• STUDY TEXT:
########################################
However, these 2 categories of works are hard to extend to the host prediction of metagenome-assembled RNA viruses. They overlooked the broader host range of RNA viruses, including additional host candidates, like plants, invertebrates, and fungi. To predict hosts of the increasing novel RNA viruses, some primary explorations have been made. Babayan et al. [27] investigated the genomic traits and the sequences homologs of viruses and developed a classification model considering viruses from 12 taxonomic groups and 11 host groups. Building upon the study by Babayan et al., Lee et al. [28] further evaluated the application of machine learning with digital signal processing-based structural patterns (M-SP) of viruses in host prediction. Young et al. [29] assessed the gene content and the frequency of short sequences and developed a hierarchical host classification framework based on a support vector machine. Guo et al. [30] trained a 2-branch convolutional neural network to capture the informative motifs and classified the viruses into 5 host groups. Despite the promising results obtained from these validations, these studies still face the challenge of limited viruses and host ranges.
In this work, we concentrate on predicting hosts of emergent novel viruses and thus developed a hierarchical host classification framework, RNAVirHost. Combining virus taxonomy, genomic traits, and sequence homologies, RNAVirHost allows predicting the hosts using only viral genomes. To cover as many viruses and hosts as we can, RNAVirHost accepts queries from over 30 virus orders and includes 5 host types in its first layer, including Chordata (Vertebrate), Invertebrate, Plant, Fungi, and Bacteria. After obtaining the prediction results in the first layer, RNAVirHost will perform additional predictions in the second layer to obtain more precise host classification information. By evaluating various features and learning architectures in a more comprehensive database, we demonstrated the outstanding performance of RNAVirHost in host prediction of RNA viruses. We also evaluated RNAVirHost’s performance on novel viruses by conducting leave-one-taxon-out experiments. The results of these experiments demonstrated that RNAVirHost can be effectively applied across the diverse landscape of viruses without being limited to specific viral types.
Method
Overview of the method
The framework of RNAVirHost is depicted in Fig. 1. Initially, we categorize the queries based on their taxonomic information to narrow down the potential host range. Then, we extract 2 types of features, genomic traits and sequence homology, for host prediction using a learning-based model. This 2-step approach incorporates both the taxonomic information and the potential host signal in the sequences and is anticipated to enhance the accuracy of our predictions with greater confidence.
Figure 1:
The framework of RNAVirHost. The hierarchical host prediction consists of 2 classification layers, layer 1 (L1) and layer 2 (L2). In layer 1, we predict hosts at kingdom and phylum level, including Chordata, Invertebrate, Viridiplantae, Fungi, and Bacteria. In layer 2, we further predict the specific host groups under Chordata at class and order level. The genomic traits consist of the usage preference of nucleotide, dinucleotide, codon, and amino acid. We categorized the reference viruses based on their hosts, and m denotes the number of host groups (output labels) in the corresponding classifiers.
########################################
• PROBLEMS TO WORK ON:
1/ Using the RNAVirHost text, explain in one to three sentences why the framework first sorts queries by their taxonomic information and what its two-step approach is expected to achieve.
2/ Decide whether each statement agrees with the RNAVirHost text. Answer yes or no, and quote the words of the text that decide it.
(a) The first layer of RNAVirHost covers five host types, among them Fungi and Bacteria.
(b) In layer 2, RNAVirHost predicts specific host groups under Invertebrate.
(c) Guo et al. classified viruses into 12 host groups.
3/ According to the RNAVirHost text, what do the genomic traits consist of?
The rows after this point are separate material and are not part of the RNAVirHost text.
########################################
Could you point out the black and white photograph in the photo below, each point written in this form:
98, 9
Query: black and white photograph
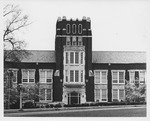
75, 58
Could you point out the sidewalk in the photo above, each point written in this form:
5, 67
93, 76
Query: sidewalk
68, 108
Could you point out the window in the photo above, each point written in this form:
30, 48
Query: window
68, 28
81, 76
104, 95
141, 74
121, 94
97, 77
115, 77
142, 77
71, 76
76, 57
97, 94
46, 76
115, 94
80, 29
80, 41
100, 77
118, 77
66, 73
76, 76
28, 75
132, 77
118, 94
67, 56
45, 94
71, 57
74, 29
101, 95
74, 41
81, 57
68, 41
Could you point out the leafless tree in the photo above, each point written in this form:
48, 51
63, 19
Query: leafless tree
14, 22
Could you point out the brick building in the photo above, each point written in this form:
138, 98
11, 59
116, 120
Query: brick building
75, 74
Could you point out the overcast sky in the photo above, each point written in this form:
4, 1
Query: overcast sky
116, 25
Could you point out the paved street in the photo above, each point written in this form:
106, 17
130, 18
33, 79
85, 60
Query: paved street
99, 112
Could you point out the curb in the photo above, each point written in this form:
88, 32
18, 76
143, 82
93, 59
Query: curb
67, 108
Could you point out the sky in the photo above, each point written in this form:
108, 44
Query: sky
116, 25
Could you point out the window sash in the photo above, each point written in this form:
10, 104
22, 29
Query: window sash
71, 76
72, 57
97, 94
76, 57
76, 76
115, 94
46, 76
121, 94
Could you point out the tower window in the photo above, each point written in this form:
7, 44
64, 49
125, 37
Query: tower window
80, 29
68, 28
74, 29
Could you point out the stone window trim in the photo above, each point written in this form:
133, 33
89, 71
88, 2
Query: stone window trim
45, 96
70, 58
45, 75
68, 28
14, 76
139, 71
80, 28
100, 96
74, 28
28, 70
100, 72
118, 94
118, 71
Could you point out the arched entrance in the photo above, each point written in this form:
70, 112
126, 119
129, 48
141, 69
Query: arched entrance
74, 98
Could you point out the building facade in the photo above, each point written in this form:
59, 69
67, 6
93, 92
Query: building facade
73, 73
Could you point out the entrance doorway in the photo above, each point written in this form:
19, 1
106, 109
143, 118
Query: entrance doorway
74, 98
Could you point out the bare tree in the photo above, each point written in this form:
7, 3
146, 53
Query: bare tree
14, 22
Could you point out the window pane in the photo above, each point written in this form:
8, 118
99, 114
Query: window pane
104, 77
121, 94
42, 94
66, 73
79, 41
121, 77
142, 77
80, 29
15, 76
73, 28
115, 94
132, 77
81, 57
48, 94
66, 57
81, 76
104, 94
97, 77
97, 94
71, 76
68, 28
76, 57
25, 74
76, 76
115, 77
71, 57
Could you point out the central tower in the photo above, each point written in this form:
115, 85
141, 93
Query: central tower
73, 47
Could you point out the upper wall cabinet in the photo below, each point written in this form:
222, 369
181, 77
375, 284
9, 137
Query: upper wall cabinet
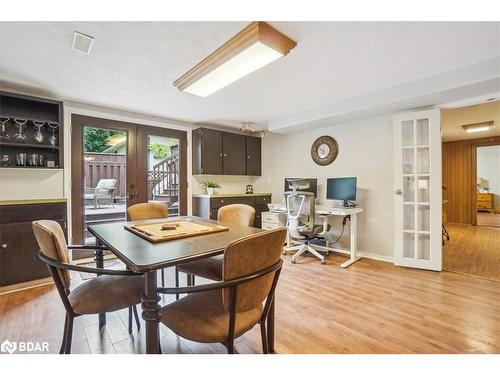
31, 132
223, 153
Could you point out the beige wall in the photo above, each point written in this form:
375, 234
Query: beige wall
453, 119
365, 152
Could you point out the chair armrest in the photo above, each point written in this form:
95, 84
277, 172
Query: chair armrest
221, 284
74, 267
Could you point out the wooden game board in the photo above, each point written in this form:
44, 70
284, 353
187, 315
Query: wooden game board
153, 232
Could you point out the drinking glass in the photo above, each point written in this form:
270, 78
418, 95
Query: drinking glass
38, 135
20, 137
53, 137
3, 130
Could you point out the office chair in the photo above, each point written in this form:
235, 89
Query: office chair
300, 209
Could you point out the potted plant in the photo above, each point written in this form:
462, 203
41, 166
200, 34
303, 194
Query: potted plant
209, 186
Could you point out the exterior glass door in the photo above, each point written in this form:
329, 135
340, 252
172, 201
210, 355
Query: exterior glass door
417, 170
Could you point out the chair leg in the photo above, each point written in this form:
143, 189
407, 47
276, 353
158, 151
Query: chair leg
130, 319
263, 334
69, 336
176, 282
136, 316
63, 344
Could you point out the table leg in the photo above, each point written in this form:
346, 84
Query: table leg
354, 242
99, 263
270, 327
151, 313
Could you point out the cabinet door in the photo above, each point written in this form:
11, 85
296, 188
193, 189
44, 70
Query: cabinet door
18, 255
211, 151
234, 150
253, 156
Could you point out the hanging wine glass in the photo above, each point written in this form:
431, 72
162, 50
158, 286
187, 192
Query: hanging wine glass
20, 137
38, 135
3, 130
53, 137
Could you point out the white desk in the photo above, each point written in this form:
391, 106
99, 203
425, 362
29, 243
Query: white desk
353, 226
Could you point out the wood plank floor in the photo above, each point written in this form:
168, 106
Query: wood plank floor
488, 219
370, 307
473, 250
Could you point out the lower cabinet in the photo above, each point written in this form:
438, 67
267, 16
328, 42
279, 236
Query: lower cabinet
207, 207
18, 247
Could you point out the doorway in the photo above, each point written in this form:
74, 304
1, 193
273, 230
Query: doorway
488, 186
116, 164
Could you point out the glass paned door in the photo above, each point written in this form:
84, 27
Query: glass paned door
417, 172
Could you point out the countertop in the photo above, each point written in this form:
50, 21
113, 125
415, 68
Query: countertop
234, 195
31, 201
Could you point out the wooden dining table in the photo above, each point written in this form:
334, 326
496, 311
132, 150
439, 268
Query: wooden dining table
144, 257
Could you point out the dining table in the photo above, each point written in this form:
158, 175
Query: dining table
145, 257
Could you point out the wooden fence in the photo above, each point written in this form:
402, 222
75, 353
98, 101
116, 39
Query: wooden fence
102, 166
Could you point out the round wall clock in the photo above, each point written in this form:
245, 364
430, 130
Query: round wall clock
324, 150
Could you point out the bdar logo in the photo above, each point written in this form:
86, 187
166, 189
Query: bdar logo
8, 347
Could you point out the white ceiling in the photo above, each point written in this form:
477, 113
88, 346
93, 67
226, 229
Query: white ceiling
336, 68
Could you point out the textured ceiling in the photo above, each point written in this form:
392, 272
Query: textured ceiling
133, 65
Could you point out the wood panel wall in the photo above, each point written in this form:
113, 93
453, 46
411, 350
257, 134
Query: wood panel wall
457, 159
459, 176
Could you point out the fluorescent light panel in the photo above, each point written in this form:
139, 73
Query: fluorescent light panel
480, 127
254, 57
252, 48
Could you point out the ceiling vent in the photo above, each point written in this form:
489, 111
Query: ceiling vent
82, 43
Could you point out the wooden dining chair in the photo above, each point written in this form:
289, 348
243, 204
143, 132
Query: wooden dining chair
211, 268
222, 311
112, 290
147, 211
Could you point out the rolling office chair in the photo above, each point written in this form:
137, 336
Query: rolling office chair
300, 209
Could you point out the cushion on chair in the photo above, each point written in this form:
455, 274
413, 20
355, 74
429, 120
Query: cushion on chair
209, 268
106, 293
201, 317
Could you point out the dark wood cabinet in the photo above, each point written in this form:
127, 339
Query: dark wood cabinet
207, 206
234, 154
223, 153
18, 247
207, 151
254, 156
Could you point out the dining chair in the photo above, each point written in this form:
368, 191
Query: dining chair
146, 211
111, 290
222, 311
211, 268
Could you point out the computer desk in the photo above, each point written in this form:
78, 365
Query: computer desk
353, 212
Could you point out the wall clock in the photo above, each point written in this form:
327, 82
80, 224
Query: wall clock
324, 150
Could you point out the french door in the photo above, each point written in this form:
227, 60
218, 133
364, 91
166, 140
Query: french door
417, 190
117, 164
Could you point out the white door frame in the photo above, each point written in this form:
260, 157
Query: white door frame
435, 197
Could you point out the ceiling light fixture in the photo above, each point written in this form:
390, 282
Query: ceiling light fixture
252, 48
479, 127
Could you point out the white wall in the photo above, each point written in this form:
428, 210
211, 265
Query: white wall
488, 167
365, 152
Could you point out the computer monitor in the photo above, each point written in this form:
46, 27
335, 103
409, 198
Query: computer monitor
343, 189
313, 185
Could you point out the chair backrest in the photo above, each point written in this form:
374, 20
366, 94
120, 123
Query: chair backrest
240, 214
145, 211
107, 183
249, 255
50, 238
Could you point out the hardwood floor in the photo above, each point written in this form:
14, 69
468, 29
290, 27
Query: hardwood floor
473, 250
370, 307
488, 219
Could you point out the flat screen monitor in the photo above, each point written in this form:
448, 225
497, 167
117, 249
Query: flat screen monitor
343, 189
313, 185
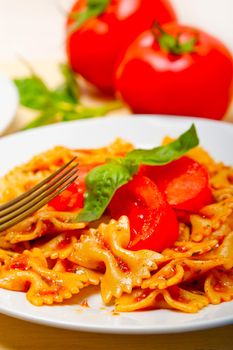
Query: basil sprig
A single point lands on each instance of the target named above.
(60, 104)
(103, 181)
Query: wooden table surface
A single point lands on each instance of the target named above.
(17, 334)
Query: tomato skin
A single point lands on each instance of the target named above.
(93, 48)
(153, 223)
(184, 182)
(151, 80)
(73, 196)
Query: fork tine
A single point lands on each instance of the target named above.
(37, 199)
(36, 206)
(31, 194)
(36, 187)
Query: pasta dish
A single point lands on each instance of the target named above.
(162, 238)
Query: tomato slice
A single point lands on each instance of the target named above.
(153, 223)
(184, 182)
(73, 196)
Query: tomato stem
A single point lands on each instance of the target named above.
(171, 43)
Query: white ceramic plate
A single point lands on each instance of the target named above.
(8, 102)
(216, 137)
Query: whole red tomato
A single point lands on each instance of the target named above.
(92, 49)
(176, 70)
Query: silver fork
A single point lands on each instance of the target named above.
(16, 210)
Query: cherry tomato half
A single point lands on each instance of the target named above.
(153, 222)
(184, 182)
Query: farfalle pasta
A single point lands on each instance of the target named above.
(51, 255)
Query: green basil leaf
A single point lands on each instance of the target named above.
(49, 116)
(101, 183)
(165, 154)
(69, 91)
(33, 92)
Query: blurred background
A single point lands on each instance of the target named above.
(34, 29)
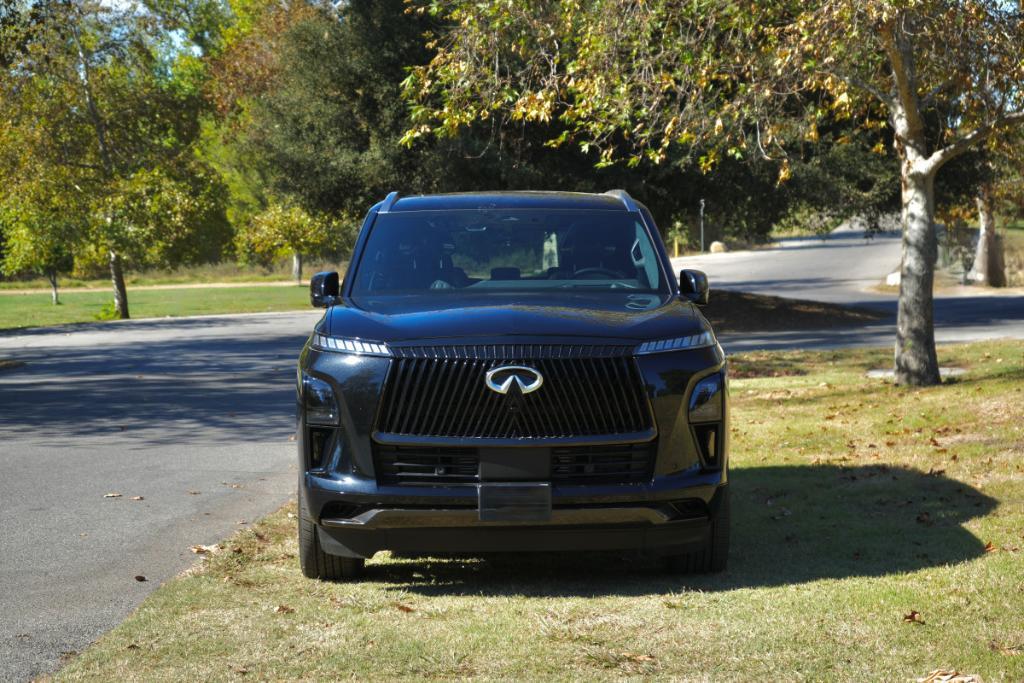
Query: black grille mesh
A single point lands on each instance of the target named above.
(415, 465)
(439, 391)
########################################
• RESPONSE LIST:
1/ Queries are first categorized by taxonomic information to narrow down the potential host range. The two-step approach combines this taxonomic information with the potential host signal in the sequences, so it is expected to make predictions more accurate and give them greater confidence.

2/
(a) Yes: "includes 5 host types in its first layer, including Chordata (Vertebrate), Invertebrate, Plant, Fungi, and Bacteria"
(b) No: "In layer 2, we further predict the specific host groups under Chordata at class and order level."
(c) No: "classified the viruses into 5 host groups"

3/ The usage preference of nucleotide, dinucleotide, codon, and amino acid.